TASK PROMPT >>
Return every line from the rows below that contains the word "arched".

-- Begin SUPPLIED MATERIAL --

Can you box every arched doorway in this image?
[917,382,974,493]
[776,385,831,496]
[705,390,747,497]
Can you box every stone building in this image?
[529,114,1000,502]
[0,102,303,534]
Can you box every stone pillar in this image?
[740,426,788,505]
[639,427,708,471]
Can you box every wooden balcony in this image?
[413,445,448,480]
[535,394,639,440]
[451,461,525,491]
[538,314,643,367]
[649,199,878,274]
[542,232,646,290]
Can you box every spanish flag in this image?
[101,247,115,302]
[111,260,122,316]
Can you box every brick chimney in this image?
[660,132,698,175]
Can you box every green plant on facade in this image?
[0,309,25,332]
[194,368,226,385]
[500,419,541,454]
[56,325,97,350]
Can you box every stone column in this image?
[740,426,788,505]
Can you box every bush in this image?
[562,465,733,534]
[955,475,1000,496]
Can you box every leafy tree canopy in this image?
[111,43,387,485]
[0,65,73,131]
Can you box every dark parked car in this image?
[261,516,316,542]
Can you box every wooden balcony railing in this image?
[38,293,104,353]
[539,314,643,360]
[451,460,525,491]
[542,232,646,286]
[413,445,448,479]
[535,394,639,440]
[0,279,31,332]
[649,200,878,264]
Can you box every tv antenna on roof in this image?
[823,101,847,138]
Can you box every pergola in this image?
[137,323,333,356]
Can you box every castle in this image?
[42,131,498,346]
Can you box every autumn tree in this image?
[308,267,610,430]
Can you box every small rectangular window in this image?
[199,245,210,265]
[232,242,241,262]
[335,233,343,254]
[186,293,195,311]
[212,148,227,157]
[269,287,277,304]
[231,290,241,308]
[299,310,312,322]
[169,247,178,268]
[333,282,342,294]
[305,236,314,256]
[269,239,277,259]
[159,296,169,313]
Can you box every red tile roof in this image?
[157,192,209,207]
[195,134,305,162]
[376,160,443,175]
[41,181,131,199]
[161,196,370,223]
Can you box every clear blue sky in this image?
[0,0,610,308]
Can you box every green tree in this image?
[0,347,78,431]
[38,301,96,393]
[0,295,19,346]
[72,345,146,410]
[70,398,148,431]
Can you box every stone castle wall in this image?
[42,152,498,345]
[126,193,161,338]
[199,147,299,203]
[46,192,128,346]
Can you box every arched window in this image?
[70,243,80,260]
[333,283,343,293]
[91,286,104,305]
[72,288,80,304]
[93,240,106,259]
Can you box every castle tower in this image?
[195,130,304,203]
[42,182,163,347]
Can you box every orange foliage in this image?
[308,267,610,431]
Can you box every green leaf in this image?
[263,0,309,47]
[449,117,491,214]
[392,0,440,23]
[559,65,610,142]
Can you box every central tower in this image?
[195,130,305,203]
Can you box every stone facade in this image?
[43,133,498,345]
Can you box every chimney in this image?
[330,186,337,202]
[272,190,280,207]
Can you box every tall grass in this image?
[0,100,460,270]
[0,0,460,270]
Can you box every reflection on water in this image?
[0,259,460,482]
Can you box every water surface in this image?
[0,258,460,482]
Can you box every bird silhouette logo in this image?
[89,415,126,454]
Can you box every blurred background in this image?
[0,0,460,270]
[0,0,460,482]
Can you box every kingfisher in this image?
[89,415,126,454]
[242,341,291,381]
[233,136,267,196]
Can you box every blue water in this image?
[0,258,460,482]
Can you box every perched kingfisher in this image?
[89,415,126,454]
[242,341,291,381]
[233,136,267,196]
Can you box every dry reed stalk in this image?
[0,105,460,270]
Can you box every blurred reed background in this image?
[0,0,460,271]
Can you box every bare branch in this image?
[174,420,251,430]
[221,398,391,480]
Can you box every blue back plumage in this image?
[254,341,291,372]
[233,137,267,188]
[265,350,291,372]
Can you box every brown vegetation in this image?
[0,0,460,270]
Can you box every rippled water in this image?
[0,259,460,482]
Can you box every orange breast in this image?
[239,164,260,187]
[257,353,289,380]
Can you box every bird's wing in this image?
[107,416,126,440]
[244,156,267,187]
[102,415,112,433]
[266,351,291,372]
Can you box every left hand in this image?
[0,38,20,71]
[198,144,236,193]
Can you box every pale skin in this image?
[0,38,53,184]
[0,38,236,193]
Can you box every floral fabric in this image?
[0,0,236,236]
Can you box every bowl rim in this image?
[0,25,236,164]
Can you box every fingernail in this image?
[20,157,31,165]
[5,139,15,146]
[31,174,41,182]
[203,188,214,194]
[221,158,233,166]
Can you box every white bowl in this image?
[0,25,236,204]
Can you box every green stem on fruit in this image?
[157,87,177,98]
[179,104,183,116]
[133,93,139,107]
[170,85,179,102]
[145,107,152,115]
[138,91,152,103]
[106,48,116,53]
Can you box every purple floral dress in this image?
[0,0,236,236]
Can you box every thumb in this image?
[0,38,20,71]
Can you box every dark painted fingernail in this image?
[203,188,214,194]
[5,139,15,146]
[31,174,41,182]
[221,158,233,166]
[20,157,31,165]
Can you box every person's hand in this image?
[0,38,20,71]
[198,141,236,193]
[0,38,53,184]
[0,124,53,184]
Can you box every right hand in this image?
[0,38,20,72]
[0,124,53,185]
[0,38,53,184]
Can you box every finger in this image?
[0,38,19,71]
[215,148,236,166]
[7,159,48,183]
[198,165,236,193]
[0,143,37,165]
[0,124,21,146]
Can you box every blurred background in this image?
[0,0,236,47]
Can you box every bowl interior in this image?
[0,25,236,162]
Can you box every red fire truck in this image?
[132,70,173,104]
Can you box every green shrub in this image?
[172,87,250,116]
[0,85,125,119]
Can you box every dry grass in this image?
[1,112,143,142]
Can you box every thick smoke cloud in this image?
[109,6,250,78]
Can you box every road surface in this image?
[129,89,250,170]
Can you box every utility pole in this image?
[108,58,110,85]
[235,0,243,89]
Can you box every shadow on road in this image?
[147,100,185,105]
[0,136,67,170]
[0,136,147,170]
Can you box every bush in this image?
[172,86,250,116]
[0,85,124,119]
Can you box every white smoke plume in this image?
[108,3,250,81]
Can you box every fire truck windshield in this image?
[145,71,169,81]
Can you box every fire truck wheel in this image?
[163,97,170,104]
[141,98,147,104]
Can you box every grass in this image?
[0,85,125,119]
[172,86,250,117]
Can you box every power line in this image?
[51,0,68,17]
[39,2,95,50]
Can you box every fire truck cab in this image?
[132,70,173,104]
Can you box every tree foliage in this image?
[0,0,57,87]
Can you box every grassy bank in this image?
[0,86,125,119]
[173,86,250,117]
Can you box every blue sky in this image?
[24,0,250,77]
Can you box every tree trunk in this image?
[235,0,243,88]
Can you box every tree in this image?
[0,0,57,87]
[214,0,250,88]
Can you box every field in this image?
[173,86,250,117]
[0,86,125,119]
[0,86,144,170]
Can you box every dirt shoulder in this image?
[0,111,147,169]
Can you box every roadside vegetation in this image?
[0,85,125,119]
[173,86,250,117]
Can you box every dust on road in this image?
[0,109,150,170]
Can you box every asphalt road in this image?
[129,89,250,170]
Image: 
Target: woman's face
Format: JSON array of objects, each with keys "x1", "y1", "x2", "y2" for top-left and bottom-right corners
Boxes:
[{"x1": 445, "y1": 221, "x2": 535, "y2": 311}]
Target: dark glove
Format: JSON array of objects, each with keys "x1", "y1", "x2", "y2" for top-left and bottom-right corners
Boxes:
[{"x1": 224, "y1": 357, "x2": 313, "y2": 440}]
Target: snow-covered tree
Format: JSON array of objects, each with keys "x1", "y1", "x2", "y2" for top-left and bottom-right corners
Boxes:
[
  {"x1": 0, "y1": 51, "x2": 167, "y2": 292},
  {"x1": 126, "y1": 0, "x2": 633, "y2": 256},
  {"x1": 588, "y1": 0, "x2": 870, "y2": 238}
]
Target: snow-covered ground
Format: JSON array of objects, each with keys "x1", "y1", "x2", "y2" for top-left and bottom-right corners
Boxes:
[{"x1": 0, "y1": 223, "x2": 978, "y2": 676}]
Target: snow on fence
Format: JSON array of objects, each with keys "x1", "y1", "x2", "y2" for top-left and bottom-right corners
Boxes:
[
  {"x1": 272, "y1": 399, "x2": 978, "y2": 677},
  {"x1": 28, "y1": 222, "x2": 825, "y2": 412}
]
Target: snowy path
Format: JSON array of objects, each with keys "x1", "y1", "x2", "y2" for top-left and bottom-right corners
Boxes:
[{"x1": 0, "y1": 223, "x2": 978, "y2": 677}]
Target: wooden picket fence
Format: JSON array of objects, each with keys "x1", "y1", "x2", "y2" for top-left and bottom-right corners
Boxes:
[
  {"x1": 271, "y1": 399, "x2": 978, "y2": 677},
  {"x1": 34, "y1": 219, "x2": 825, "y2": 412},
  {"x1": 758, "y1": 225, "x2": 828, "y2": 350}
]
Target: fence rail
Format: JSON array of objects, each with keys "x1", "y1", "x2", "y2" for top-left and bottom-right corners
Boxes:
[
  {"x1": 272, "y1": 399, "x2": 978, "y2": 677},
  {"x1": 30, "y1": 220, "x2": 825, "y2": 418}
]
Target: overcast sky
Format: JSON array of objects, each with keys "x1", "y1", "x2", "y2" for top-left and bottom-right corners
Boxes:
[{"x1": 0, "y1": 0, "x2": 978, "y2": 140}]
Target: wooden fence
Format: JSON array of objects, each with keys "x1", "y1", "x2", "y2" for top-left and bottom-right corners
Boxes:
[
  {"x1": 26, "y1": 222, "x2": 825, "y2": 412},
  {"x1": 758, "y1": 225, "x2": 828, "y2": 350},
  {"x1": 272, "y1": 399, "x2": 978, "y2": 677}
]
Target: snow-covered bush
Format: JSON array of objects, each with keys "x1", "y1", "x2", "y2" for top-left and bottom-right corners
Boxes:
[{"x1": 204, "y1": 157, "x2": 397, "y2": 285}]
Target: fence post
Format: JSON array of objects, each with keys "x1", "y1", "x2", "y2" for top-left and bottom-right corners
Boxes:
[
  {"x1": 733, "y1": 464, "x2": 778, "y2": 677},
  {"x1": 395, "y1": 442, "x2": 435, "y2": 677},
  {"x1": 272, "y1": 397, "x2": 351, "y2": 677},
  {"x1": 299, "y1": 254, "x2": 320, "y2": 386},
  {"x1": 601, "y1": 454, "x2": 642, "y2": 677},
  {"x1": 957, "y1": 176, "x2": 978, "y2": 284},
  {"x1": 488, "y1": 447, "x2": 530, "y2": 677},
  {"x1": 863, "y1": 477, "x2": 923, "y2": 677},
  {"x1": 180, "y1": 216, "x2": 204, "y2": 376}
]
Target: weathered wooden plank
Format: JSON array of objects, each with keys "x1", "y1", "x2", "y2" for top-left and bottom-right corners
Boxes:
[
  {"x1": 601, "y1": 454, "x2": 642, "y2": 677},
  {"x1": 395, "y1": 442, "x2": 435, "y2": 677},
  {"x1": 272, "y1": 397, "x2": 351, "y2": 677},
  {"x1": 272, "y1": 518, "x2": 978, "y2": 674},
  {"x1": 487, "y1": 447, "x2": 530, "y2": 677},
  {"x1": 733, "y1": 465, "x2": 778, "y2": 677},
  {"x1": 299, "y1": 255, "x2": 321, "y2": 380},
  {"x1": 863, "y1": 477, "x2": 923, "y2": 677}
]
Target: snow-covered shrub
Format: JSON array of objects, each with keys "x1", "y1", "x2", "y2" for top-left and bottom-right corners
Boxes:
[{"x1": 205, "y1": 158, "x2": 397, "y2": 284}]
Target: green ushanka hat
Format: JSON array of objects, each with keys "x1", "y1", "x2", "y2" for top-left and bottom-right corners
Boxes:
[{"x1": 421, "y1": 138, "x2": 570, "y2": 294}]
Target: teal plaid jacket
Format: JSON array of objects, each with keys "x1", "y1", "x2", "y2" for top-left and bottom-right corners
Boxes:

-- End SUPPLIED MATERIAL --

REPLY TO THE EXERCISE >>
Can you box every arched doorway in this image?
Can you box every arched window in this image?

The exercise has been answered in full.